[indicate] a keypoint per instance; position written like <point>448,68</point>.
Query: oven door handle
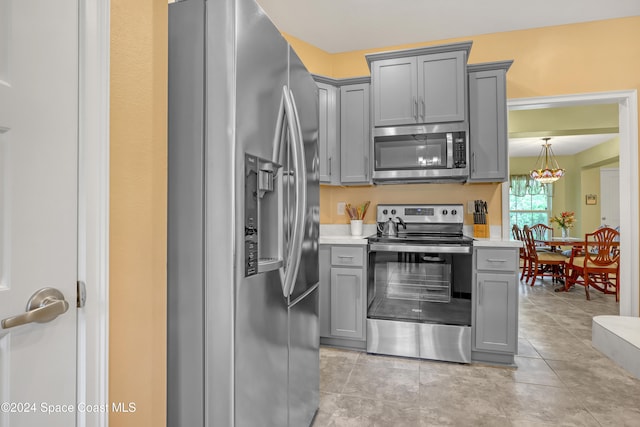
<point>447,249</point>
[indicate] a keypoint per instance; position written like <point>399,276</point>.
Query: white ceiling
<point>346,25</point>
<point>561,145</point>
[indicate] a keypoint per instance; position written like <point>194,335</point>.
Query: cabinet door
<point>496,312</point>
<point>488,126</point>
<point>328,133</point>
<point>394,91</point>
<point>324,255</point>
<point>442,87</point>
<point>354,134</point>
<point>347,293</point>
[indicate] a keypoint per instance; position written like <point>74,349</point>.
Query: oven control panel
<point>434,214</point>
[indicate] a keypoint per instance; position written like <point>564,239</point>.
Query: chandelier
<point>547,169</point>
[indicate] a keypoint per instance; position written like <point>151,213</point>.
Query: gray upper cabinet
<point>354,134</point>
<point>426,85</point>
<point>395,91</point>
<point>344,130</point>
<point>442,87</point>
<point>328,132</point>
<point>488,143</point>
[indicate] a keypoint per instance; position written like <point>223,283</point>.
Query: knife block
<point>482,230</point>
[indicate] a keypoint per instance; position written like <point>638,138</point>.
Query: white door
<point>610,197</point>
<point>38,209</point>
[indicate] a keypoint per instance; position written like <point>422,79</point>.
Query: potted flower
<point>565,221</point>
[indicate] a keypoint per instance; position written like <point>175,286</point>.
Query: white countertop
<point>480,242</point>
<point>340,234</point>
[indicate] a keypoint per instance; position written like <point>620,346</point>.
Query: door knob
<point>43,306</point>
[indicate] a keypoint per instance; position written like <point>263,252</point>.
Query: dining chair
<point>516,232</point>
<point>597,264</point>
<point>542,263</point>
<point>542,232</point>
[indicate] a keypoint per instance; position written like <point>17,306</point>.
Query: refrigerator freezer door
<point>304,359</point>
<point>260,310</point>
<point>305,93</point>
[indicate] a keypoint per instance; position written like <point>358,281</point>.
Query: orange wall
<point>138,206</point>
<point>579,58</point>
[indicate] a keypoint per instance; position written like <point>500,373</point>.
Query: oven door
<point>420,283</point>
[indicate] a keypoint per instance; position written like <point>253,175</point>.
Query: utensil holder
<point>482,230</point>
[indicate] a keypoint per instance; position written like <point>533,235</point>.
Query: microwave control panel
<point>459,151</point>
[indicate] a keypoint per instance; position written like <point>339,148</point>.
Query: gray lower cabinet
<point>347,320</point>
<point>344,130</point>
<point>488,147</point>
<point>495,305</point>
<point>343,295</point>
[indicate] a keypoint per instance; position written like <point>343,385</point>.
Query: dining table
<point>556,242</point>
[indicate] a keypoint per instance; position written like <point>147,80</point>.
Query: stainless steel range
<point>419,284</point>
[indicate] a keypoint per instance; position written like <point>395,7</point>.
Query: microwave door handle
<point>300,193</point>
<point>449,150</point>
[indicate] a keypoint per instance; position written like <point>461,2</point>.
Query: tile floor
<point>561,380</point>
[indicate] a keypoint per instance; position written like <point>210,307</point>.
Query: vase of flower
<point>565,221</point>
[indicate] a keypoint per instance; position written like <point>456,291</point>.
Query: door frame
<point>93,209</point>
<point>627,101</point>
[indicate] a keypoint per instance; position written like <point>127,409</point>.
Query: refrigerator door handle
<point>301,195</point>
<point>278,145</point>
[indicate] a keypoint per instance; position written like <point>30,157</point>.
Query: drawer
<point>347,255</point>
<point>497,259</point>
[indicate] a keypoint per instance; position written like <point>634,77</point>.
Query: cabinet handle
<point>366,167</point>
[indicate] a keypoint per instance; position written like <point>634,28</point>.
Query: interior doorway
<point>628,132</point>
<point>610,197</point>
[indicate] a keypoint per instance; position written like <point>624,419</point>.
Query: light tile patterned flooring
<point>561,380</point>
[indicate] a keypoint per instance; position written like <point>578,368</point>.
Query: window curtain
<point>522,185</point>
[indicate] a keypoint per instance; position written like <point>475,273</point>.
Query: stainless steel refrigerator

## TASK INSTRUCTIONS:
Copy every line of the data exactly as written, excluding the pictures.

## TASK OUTPUT:
[indicate] a keypoint per instance; position written like <point>448,68</point>.
Query: oven door handle
<point>447,249</point>
[indicate] a keypoint per instance; position written like <point>399,276</point>.
Query: white ceiling
<point>346,25</point>
<point>561,145</point>
[indicate] a keypoint per instance; position written like <point>194,335</point>.
Query: cabinet door
<point>496,312</point>
<point>488,126</point>
<point>328,133</point>
<point>394,91</point>
<point>324,255</point>
<point>442,87</point>
<point>354,134</point>
<point>347,293</point>
[indicate] a keypoint per instance; position written like <point>74,349</point>.
Query: oven control panel
<point>434,214</point>
[indicate] a keypoint per instance; position written like <point>564,239</point>.
Query: chandelier
<point>547,169</point>
[indicate] a keypoint per instance; position written like <point>151,213</point>.
Query: gray upper cabinet
<point>354,134</point>
<point>426,85</point>
<point>395,91</point>
<point>344,130</point>
<point>442,87</point>
<point>328,132</point>
<point>488,143</point>
[indicate] a keypoint per instance; position written like <point>223,283</point>.
Query: knife block
<point>482,230</point>
[indicate] a keypoint per instance; position written like <point>638,138</point>.
Query: white door
<point>610,197</point>
<point>38,209</point>
[indicate] a keypoint per instance; position written like <point>422,79</point>.
Query: potted flower
<point>565,221</point>
[indicate] a keypoint per instance; position written like <point>175,286</point>.
Query: white countertop
<point>480,242</point>
<point>340,234</point>
[indicate] a keypoint per instance; position written like <point>620,346</point>.
Query: door knob
<point>43,306</point>
[indicate] a keypoint per instance; position written like <point>263,252</point>.
Query: dining chair
<point>516,232</point>
<point>597,264</point>
<point>542,263</point>
<point>542,232</point>
[indicate] a keypoint per instance; position written like <point>17,306</point>.
Query: refrigerator freezer door
<point>304,359</point>
<point>260,310</point>
<point>305,93</point>
[indicate] a keypoint per instance; position written like <point>358,281</point>.
Query: orange wall
<point>138,206</point>
<point>579,58</point>
[indicate] a keypoint per instance; position written like <point>500,373</point>.
Query: oven door
<point>420,283</point>
[indicate] a keypoint per instance; position written like <point>253,175</point>.
Query: utensil holder
<point>482,230</point>
[indicate] a keypoint per instance; position written like <point>533,235</point>.
Query: microwave control panel
<point>459,151</point>
[indicate] a keypoint per instance; position written like <point>339,148</point>.
Query: gray lower cabinet
<point>347,320</point>
<point>344,130</point>
<point>488,147</point>
<point>495,305</point>
<point>343,295</point>
[indicate] a keypoint per instance; position written like <point>343,385</point>.
Query: dining table
<point>556,242</point>
[indicate] a keypoint per instance; position written like <point>147,80</point>.
Query: stainless steel range
<point>419,284</point>
[indicate] a keypoint per instance; position written like <point>395,7</point>.
Query: microwave door handle
<point>300,193</point>
<point>449,150</point>
[indicate] a keypoint per instance; position written like <point>461,2</point>.
Query: tile floor
<point>561,380</point>
[indicate] a keypoint per instance; position written like <point>210,307</point>.
Query: vase of flower
<point>565,221</point>
[indicate] a keypoint per instance; position written like <point>456,291</point>.
Query: door frame
<point>93,209</point>
<point>627,101</point>
[indicate] a keypoint per instance; position written like <point>127,409</point>.
Query: refrigerator door handle
<point>301,195</point>
<point>278,145</point>
[indicate] a keypoint per instance; position written like <point>30,157</point>.
Query: drawer
<point>347,255</point>
<point>497,259</point>
[indicate] a keypoint per instance; position written like <point>634,77</point>.
Query: cabinet handle
<point>366,167</point>
[indicate] a keypoint per instance; position written like <point>634,28</point>.
Query: interior doorway
<point>628,132</point>
<point>610,197</point>
[indicate] a keypoint per instance; position written like <point>624,419</point>.
Query: light tile patterned flooring
<point>561,380</point>
[indicate] a keypoint per instance; position written like <point>578,368</point>.
Query: window curtain
<point>522,185</point>
[indicate] a keypoint per instance; position written like <point>475,273</point>.
Query: stainless steel refrigerator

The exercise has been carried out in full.